→ WORK TO BE COMPLETED
Report every line below that carries the word "gray".

>>>>>

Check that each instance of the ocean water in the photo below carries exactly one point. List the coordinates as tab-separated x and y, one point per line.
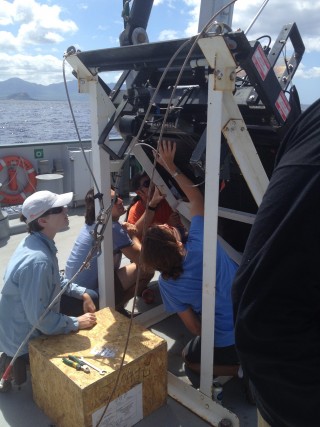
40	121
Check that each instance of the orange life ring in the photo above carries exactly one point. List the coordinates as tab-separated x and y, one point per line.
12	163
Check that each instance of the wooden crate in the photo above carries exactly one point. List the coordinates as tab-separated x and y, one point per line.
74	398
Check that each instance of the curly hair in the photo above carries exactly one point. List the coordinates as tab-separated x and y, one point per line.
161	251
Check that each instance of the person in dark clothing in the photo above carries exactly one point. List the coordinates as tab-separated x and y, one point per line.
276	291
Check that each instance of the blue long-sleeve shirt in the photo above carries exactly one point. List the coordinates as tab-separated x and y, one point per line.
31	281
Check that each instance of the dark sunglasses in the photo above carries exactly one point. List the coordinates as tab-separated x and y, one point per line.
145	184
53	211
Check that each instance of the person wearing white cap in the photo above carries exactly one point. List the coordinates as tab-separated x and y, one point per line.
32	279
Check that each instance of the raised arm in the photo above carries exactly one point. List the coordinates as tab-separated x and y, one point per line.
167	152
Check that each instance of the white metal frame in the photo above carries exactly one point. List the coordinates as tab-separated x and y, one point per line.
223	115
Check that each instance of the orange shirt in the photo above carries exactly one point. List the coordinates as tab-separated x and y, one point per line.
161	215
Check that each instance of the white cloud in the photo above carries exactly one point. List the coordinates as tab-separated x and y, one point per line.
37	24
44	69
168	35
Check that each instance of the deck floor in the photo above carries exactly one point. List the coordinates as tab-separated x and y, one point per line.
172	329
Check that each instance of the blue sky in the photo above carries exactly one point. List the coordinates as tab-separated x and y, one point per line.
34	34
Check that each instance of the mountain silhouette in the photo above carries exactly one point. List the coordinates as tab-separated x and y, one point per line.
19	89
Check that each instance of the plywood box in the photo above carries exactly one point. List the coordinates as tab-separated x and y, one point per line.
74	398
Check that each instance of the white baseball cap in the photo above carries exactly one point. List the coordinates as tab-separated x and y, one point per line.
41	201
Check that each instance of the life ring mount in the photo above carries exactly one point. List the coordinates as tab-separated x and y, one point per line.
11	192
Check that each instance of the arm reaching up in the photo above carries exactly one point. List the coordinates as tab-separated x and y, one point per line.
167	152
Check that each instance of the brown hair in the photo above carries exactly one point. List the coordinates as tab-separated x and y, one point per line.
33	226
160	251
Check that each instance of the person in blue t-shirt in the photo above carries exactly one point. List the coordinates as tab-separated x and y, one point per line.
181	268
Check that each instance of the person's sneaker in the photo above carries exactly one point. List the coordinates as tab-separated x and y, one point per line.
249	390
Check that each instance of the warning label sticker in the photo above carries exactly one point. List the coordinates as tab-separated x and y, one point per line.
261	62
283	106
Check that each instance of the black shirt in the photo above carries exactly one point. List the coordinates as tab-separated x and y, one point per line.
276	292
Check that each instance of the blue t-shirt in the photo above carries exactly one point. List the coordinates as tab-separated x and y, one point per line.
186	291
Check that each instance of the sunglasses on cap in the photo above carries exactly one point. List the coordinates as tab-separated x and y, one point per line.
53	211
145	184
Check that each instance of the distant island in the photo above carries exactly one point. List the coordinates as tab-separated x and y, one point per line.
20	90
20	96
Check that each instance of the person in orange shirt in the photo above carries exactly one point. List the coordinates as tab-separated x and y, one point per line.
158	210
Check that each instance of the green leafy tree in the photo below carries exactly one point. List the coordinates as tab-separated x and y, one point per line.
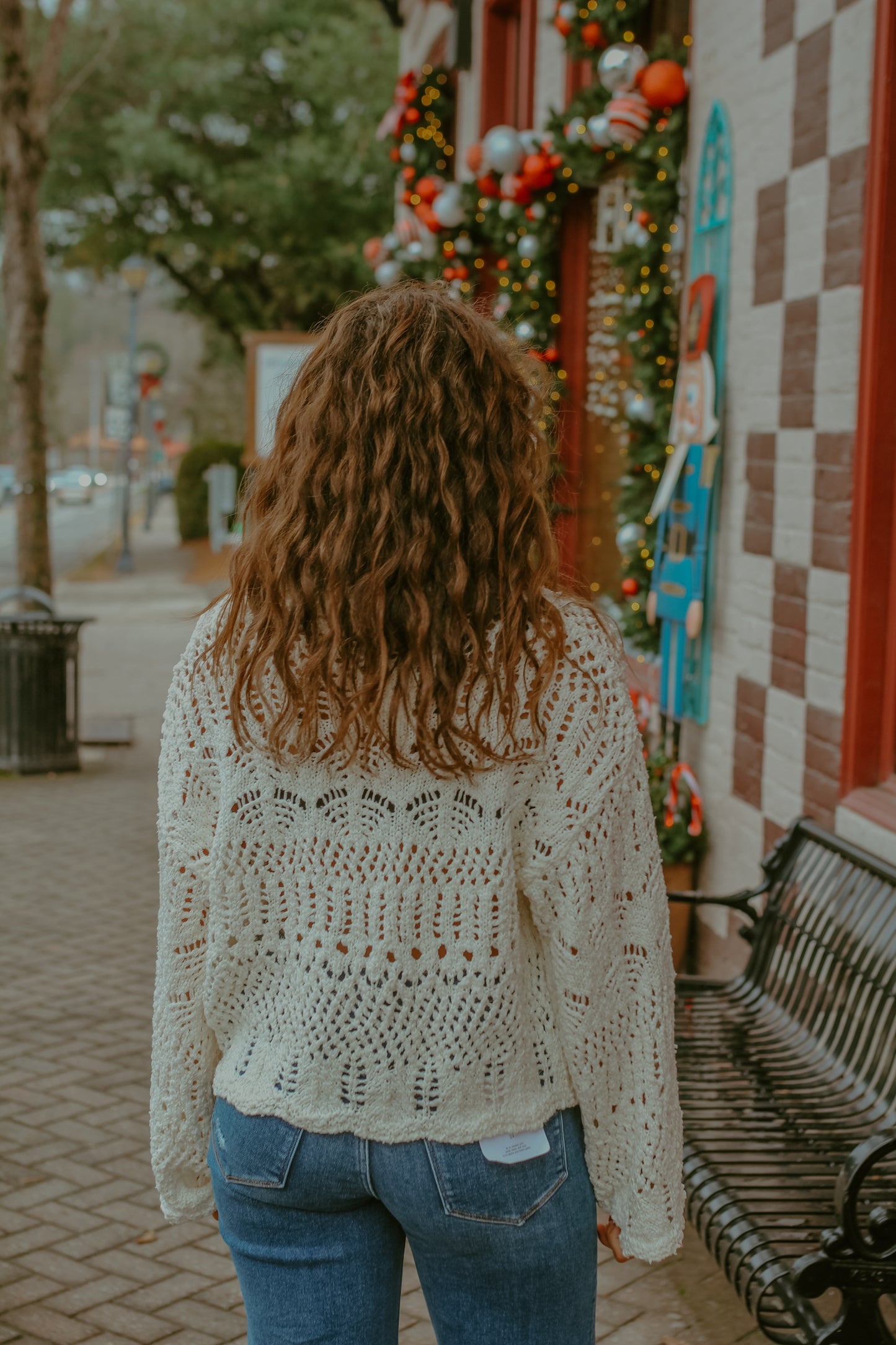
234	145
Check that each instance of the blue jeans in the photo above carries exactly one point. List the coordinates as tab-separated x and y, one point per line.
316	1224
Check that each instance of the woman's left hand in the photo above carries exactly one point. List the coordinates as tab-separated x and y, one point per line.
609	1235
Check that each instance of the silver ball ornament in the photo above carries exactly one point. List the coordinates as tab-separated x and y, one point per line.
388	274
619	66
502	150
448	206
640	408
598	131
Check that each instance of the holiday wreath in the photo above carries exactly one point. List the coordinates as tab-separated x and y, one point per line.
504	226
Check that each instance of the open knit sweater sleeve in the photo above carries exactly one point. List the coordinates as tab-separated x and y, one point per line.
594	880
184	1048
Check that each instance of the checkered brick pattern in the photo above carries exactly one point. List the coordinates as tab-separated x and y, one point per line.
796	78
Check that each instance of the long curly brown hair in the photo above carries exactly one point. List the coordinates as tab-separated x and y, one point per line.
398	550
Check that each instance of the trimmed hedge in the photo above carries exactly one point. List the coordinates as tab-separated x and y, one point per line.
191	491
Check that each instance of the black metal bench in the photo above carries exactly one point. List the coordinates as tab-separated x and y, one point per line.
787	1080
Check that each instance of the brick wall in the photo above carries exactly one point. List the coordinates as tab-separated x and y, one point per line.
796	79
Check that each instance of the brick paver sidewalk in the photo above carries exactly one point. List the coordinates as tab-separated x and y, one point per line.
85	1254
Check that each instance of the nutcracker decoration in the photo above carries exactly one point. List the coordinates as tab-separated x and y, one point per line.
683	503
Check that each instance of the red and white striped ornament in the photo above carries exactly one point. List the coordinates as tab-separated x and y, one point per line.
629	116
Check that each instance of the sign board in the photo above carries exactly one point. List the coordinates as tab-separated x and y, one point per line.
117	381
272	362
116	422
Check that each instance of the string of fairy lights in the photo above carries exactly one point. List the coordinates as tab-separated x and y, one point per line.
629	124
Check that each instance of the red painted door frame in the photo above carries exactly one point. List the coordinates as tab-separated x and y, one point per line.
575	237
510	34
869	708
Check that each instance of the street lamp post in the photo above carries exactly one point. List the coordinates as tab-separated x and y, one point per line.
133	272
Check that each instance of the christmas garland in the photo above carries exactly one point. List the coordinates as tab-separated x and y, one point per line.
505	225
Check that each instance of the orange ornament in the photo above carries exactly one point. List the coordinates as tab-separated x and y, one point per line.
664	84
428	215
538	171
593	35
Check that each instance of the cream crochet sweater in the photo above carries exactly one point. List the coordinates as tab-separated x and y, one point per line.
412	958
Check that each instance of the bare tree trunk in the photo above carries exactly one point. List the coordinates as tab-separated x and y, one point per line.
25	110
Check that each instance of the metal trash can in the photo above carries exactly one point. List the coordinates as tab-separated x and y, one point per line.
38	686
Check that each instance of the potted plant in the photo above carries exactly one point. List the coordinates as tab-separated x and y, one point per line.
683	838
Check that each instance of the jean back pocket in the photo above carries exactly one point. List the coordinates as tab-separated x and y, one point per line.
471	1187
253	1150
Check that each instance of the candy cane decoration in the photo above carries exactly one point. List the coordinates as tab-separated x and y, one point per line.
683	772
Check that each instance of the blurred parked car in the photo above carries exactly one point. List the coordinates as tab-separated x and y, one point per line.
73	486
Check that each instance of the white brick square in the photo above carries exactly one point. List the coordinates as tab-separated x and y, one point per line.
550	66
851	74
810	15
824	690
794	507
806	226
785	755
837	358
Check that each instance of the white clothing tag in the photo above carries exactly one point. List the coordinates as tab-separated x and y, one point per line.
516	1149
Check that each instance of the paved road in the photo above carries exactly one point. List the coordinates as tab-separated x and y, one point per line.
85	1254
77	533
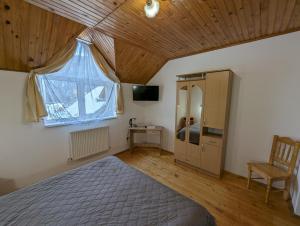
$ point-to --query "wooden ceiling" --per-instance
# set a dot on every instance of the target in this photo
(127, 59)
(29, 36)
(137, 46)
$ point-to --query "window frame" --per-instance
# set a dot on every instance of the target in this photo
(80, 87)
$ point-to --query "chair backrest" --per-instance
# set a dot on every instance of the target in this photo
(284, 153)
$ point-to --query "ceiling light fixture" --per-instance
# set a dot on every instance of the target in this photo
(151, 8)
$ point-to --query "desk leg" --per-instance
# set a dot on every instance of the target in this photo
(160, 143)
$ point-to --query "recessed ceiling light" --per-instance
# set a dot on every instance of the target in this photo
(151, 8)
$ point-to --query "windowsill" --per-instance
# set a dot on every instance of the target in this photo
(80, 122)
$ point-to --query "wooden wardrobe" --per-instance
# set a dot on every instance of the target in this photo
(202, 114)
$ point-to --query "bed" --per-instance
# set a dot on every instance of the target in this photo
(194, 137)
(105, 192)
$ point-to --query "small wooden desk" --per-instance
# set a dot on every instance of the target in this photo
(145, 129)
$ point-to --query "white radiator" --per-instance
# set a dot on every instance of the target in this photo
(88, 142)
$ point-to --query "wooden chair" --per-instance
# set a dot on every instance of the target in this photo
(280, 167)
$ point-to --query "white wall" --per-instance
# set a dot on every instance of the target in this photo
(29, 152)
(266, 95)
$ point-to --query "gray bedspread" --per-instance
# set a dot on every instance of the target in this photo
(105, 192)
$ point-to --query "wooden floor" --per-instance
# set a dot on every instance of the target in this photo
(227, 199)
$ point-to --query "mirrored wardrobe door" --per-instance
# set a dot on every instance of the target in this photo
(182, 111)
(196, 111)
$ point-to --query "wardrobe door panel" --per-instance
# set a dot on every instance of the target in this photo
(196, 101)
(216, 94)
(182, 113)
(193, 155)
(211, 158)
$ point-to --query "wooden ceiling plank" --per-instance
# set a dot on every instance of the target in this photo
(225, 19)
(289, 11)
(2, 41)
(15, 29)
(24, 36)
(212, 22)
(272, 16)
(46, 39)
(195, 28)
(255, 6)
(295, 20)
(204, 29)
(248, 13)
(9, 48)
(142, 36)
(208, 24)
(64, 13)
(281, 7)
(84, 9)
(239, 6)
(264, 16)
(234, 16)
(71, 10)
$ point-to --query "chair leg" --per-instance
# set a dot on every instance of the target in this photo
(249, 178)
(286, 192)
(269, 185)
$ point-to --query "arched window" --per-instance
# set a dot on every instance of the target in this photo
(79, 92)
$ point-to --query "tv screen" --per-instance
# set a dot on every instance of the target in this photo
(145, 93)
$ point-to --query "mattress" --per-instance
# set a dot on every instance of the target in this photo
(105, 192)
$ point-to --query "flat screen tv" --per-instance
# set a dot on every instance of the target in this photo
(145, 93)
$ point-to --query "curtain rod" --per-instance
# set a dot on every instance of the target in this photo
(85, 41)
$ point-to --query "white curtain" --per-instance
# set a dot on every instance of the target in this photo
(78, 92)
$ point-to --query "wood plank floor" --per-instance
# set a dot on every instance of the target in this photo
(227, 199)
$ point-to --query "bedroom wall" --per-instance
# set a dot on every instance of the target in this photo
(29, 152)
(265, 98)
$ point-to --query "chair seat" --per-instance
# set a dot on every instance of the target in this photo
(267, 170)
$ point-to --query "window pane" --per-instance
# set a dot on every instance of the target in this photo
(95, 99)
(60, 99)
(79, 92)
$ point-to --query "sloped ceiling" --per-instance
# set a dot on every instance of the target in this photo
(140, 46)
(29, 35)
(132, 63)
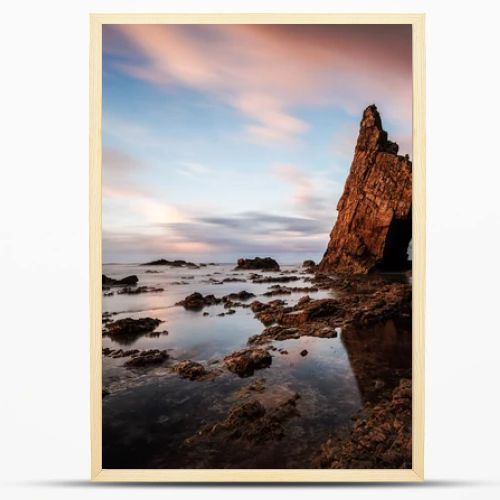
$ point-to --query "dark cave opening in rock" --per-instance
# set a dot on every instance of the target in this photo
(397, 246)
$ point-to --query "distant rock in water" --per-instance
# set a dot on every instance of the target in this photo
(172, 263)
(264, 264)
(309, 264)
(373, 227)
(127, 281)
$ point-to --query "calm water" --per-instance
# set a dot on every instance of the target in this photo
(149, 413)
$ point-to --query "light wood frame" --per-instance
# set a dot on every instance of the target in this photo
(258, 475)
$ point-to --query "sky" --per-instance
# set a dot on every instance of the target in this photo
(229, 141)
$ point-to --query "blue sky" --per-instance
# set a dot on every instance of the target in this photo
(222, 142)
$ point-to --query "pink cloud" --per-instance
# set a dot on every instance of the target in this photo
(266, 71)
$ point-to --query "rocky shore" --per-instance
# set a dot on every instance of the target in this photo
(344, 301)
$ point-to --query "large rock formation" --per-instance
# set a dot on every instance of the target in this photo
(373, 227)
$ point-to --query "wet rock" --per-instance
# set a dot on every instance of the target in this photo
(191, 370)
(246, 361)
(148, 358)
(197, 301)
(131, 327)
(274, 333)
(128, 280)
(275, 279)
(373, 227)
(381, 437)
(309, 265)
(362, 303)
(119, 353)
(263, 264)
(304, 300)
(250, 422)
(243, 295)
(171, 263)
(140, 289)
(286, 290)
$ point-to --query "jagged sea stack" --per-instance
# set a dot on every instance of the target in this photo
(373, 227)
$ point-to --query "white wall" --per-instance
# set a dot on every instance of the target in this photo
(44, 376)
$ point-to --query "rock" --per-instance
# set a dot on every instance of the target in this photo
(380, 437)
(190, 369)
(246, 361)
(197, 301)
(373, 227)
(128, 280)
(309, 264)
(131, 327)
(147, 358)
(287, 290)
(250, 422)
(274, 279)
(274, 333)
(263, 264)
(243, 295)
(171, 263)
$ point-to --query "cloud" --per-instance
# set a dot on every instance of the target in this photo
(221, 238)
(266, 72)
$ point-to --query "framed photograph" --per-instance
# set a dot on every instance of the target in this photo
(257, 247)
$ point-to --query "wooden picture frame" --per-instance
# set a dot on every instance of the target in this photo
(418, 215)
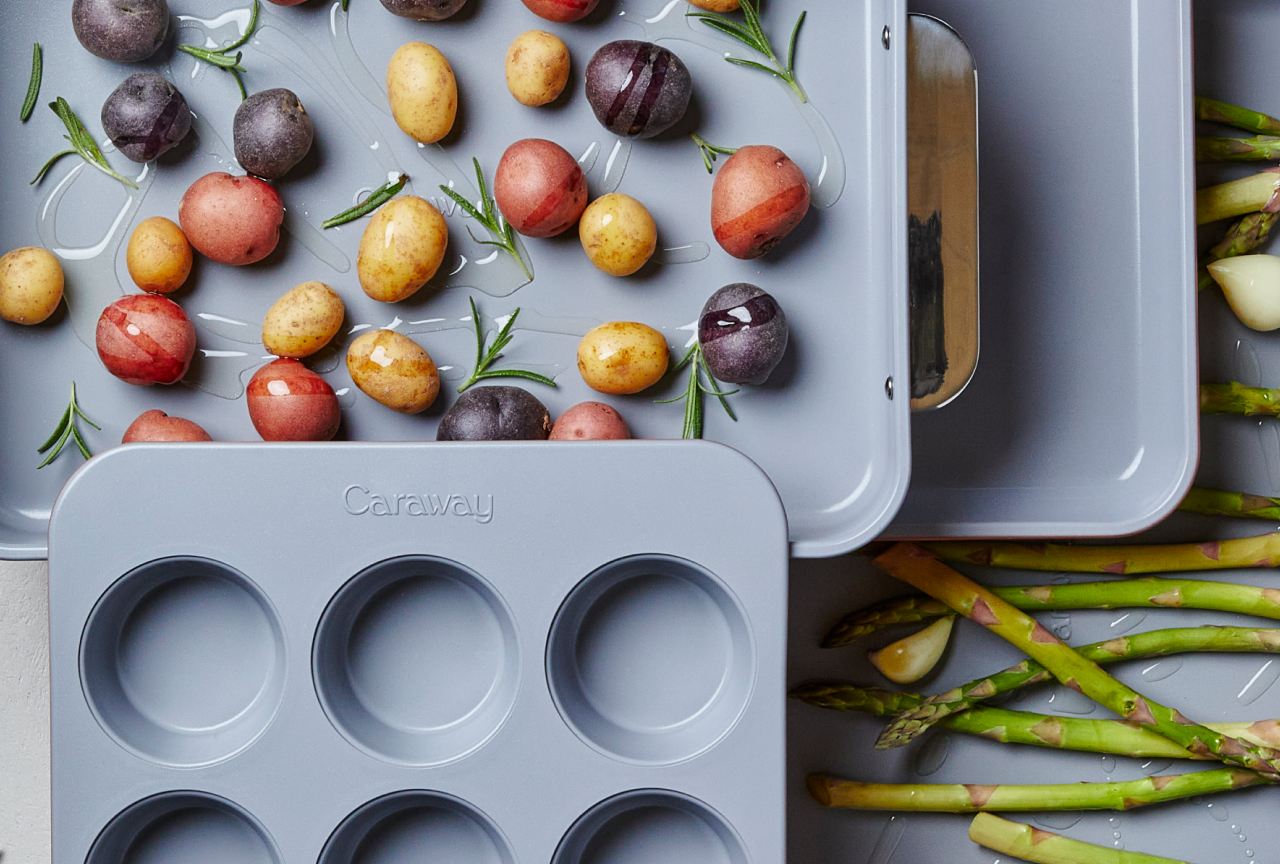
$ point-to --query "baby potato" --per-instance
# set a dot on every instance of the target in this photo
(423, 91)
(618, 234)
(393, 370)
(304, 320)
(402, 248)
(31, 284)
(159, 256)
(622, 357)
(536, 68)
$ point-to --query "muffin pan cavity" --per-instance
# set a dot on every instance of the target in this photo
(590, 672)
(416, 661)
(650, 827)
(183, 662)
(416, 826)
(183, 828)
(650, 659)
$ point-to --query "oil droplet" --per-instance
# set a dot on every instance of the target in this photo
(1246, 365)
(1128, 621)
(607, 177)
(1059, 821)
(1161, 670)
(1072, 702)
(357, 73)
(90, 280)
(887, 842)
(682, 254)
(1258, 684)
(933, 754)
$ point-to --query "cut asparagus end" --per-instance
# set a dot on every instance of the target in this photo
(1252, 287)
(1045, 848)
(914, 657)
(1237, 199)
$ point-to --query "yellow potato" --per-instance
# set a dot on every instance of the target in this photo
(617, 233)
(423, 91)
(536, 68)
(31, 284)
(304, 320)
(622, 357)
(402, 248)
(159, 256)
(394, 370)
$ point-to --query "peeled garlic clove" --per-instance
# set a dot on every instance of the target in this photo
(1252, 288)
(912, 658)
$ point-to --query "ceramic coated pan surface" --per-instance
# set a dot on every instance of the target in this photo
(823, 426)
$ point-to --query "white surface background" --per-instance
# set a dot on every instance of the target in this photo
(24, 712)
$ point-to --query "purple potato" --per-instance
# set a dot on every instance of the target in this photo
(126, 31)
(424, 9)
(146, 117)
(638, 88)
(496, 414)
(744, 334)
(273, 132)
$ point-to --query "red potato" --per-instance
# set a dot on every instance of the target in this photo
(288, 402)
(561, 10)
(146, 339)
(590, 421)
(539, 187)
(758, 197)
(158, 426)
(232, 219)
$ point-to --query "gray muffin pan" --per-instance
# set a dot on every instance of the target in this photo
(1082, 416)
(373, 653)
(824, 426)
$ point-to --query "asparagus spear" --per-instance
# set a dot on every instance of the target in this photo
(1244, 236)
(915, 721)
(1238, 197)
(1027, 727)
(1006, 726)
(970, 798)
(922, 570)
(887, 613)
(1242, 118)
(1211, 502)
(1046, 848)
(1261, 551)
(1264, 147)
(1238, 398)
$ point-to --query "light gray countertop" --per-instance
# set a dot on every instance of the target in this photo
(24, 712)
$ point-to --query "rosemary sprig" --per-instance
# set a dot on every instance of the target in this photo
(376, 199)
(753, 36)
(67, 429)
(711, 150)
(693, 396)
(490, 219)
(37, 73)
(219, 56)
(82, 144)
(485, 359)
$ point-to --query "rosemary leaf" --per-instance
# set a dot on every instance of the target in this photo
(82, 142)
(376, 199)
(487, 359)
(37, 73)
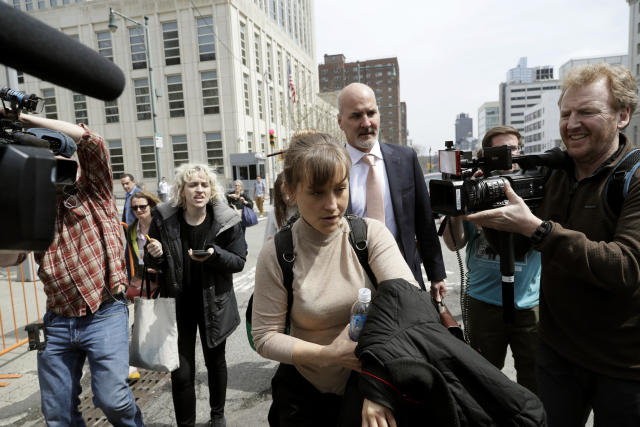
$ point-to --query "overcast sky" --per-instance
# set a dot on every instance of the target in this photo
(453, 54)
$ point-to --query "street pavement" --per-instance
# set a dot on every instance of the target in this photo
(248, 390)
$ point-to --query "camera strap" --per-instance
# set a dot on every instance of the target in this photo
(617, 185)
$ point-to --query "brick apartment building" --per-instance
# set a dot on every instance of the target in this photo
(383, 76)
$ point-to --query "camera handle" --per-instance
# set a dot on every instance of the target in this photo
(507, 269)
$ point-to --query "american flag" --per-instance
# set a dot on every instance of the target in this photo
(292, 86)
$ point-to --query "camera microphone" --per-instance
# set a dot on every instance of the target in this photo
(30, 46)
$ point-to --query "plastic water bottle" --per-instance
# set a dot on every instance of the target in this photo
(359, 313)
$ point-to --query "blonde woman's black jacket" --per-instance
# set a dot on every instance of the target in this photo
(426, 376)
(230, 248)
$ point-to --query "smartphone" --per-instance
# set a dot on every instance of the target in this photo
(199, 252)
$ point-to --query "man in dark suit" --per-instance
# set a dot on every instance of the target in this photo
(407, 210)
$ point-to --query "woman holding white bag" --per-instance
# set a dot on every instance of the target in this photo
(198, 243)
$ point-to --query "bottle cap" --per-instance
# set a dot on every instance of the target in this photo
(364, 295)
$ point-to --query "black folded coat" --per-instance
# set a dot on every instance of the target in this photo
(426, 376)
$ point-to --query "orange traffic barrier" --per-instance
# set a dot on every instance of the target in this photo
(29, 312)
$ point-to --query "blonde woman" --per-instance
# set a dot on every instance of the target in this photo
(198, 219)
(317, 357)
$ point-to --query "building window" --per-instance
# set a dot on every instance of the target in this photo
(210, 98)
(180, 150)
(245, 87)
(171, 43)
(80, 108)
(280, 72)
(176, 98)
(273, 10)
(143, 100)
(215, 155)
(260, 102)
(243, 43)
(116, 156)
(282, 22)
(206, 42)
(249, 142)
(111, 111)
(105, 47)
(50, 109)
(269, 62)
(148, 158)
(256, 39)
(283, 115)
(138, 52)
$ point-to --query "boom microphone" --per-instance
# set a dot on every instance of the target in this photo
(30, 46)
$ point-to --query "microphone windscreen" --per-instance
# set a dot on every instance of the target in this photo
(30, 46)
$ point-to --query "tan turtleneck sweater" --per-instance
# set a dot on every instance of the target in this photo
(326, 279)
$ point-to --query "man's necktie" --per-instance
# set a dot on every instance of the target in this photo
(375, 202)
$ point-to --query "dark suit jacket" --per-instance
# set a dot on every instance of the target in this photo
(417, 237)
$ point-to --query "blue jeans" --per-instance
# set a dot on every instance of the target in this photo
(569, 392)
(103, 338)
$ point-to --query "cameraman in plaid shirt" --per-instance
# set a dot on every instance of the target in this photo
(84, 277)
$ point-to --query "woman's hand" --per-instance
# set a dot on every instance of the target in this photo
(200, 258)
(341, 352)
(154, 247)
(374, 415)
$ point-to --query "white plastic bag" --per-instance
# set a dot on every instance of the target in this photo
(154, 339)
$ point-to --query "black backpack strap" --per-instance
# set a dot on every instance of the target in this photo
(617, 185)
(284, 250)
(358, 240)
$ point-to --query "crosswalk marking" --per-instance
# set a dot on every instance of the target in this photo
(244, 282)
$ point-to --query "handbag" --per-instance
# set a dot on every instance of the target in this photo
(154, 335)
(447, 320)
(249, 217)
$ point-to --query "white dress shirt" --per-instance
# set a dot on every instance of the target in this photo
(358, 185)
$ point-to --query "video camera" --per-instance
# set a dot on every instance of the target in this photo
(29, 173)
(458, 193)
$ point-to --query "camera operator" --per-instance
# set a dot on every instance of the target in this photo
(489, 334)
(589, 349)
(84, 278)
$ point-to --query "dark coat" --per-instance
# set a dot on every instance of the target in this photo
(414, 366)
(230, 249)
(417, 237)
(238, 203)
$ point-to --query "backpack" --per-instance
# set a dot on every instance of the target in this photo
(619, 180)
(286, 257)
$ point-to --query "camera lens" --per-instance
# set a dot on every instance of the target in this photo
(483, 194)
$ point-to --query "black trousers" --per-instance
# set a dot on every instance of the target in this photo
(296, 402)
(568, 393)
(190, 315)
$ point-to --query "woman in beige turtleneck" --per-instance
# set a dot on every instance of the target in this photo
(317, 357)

<<<<<

→ OUTPUT
$ point-to --query "gray bedspread" --per-instance
$ point-to --query "gray muffin pan" --per-instance
$ point-to --query "light gray countertop" --per-instance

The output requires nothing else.